[Start RECORD SET]

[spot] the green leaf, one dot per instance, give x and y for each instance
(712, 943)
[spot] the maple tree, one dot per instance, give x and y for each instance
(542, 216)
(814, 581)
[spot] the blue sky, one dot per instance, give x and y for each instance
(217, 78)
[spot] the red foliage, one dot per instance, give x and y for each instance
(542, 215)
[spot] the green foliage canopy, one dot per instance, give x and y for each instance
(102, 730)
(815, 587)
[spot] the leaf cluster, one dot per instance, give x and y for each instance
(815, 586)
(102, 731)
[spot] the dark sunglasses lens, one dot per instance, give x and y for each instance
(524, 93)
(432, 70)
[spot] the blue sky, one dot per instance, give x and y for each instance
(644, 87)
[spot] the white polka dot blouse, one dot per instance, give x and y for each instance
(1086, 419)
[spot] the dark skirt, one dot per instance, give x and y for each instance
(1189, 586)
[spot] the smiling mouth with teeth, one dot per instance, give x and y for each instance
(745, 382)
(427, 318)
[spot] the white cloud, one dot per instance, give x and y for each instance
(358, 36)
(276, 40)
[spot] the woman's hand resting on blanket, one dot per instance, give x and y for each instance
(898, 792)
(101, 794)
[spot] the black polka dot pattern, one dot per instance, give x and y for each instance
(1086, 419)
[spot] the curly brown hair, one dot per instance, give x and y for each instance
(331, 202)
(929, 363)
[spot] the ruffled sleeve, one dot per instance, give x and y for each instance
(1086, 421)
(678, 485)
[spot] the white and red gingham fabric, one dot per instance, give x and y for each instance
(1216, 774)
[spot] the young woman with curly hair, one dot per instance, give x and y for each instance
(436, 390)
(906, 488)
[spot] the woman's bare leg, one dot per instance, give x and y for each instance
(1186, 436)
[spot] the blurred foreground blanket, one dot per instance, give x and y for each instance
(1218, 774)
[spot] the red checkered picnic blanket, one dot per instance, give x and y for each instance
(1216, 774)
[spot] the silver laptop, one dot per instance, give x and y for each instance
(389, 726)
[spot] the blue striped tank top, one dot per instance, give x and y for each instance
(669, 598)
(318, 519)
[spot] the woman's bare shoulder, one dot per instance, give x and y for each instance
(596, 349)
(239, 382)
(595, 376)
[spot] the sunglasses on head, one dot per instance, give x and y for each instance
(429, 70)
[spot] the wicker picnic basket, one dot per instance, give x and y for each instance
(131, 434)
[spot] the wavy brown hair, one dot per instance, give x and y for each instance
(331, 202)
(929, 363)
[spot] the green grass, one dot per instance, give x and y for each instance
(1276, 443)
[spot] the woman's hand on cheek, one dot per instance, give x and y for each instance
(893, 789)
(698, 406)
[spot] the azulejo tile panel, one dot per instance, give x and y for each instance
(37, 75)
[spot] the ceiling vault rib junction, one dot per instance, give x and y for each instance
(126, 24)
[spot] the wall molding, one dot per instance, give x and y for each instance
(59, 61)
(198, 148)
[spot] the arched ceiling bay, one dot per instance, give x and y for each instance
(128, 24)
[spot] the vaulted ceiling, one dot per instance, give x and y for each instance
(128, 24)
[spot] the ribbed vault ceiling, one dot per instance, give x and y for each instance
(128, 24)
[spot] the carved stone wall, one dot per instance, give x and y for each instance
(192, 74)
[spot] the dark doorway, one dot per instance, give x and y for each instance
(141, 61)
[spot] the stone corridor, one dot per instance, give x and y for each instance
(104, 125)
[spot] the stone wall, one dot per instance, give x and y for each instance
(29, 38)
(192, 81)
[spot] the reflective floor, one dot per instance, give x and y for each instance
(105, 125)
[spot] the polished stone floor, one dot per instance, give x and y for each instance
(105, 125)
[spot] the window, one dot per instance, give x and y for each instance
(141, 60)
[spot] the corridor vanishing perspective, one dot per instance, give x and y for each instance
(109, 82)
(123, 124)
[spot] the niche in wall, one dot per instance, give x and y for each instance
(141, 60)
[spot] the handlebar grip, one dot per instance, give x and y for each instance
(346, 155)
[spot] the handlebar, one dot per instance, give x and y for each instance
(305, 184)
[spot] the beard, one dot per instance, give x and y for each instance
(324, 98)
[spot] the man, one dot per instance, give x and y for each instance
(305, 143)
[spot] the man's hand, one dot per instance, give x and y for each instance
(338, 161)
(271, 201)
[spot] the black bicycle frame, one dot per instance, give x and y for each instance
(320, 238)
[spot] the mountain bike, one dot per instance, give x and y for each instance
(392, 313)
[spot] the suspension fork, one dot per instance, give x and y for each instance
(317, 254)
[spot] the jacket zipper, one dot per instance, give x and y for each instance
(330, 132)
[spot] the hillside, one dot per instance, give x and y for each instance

[End RECORD SET]

*TASK OBJECTIVE*: Your task is to repeat the data exactly, with nothing left out.

*WRITTEN ANSWER*:
[spot] the green leaf, one dot per instance, give x and y for each instance
(712, 943)
[spot] the maple tree, one dot per instance, give x and y for each instance
(542, 216)
(814, 581)
[spot] the blue sky, one dot per instance, give x and y for each instance
(217, 78)
[spot] the red foliage, one dot per instance, give x and y for each instance
(542, 215)
[spot] the green foliage canopy, one dot per instance, give x and y for each instance
(102, 730)
(815, 587)
[spot] the leaf cluster, one dot per instance, give x and y for each instance
(815, 586)
(102, 731)
[spot] the dark sunglasses lens, one dot per instance, give x and y for each instance
(524, 93)
(432, 70)
[spot] the blue sky, one dot per instance, give x and y for each instance
(644, 87)
[spot] the white polka dot blouse, one dot per instance, give x and y for each instance
(1086, 419)
[spot] the dark skirt, one dot per instance, give x and y for each instance
(1189, 586)
[spot] the smiling mouth with teeth, one dot per instance, give x and y for each instance
(745, 382)
(427, 318)
[spot] the white cloud, one dot per instance, give x and y for each instance
(358, 36)
(276, 40)
[spot] the woman's hand resting on blanket, one dot per instance, give x and y for each instance
(898, 792)
(101, 794)
[spot] the black polka dot pattern, one dot per instance, give x and y for each instance
(1086, 419)
[spot] the curly brown hair, one dot per instance, give x and y for each instance
(331, 202)
(929, 363)
[spot] the ruffled sleeve, one dot per instance, give x and y for each instance
(1086, 421)
(678, 485)
[spot] the white and red gingham fabric, one dot per instance, give x and y for each instance
(1216, 774)
[spot] the young woman with curly hair, one dot per instance, give x and y for each instance
(436, 390)
(906, 488)
[spot] the woman's bare leg, one dot per instance, give x and y for each instance
(1186, 436)
[spot] the blurred foreground blanket, one dot per instance, give x and y for each instance
(1218, 774)
[spot] the red checkered picnic blanket, one dot per instance, give x and y for each instance
(1216, 774)
[spot] the silver laptop, one dot per instance, give x and y for each instance
(389, 726)
[spot] the blue striped tank top, one dot per instance, give x and y for each instance
(669, 598)
(318, 519)
[spot] the woman's bare shoulder, one dot per instance, give x and y for each instance
(596, 349)
(239, 382)
(595, 376)
[spot] the sunglasses on head, one dot per instance, give x and y for each instance
(429, 70)
[spot] the wicker picnic basket, one dot per instance, give x and y for each instance
(131, 434)
[spot] the wavy brown hair, one dot per instance, give x and y for each instance
(331, 202)
(929, 363)
[spot] the green grass, one dot per instance, give x and y for each instance
(1276, 443)
[spot] the woman's hand on cheek, one dot per instance, give x and y for each instance
(893, 789)
(698, 406)
[spot] the azulejo tile panel, one dot per instance, give x and y for each instance
(37, 75)
[spot] the ceiling vault rib junction, one dot per instance, give x and y for each instance
(126, 24)
[spot] the wall molding, one dot per instance, give x and y for each instance
(59, 61)
(198, 148)
[spot] the arched ceiling bay, one dot per instance, give x and y for each instance
(128, 24)
[spot] the vaulted ceiling, one dot per instance, give x and y for each instance
(128, 24)
[spot] the ribbed vault ceiling, one dot per instance, give x and y for each instance
(128, 24)
[spot] the carved stone wall, one dot per instance, give x and y for each instance
(192, 74)
[spot] the dark doorway, one dot per instance, give x and y for each instance
(141, 61)
[spot] the stone corridor, one dot per instance, give x and y for each instance
(104, 125)
[spot] the stone wall, one dot per instance, give x and y for each instance
(29, 38)
(192, 81)
[spot] the reflective floor, one dot per instance, give x and y for each instance
(105, 125)
[spot] the polished stone floor, one dot per instance, give x and y for each instance
(105, 125)
[spot] the window, one dot per instance, give x and y for each instance
(141, 60)
[spot] the corridor vanishing perspective, one dot per instance, give x and y for each instance
(109, 82)
(123, 124)
[spot] the niche in wall, one dot per instance, give x and y for each instance
(141, 60)
[spot] the handlebar grip, one dot per instance, give x and y for each instance
(346, 155)
[spot] the handlebar, one dot per instance, give x and y for each instance
(305, 184)
[spot] the beard, one dot per instance, give x and y for each instance
(324, 98)
[spot] the man, one dot per instance, give x and y for each instance
(305, 143)
[spot] the man's hand, one dot per instance, give x and y for each instance
(338, 161)
(271, 201)
[spot] the black bicycle frame, one dot per instance, give x and y for each instance
(320, 238)
[spot] the mountain bike, one dot per instance, give x and y for each instance
(392, 313)
[spot] the suspension fork, one dot per instance, give x and y for each instance
(317, 254)
[spot] the jacket zipper, one dot per instance, give x and y for each instance
(330, 132)
[spot] the hillside, one dot per instance, give x and y for each instance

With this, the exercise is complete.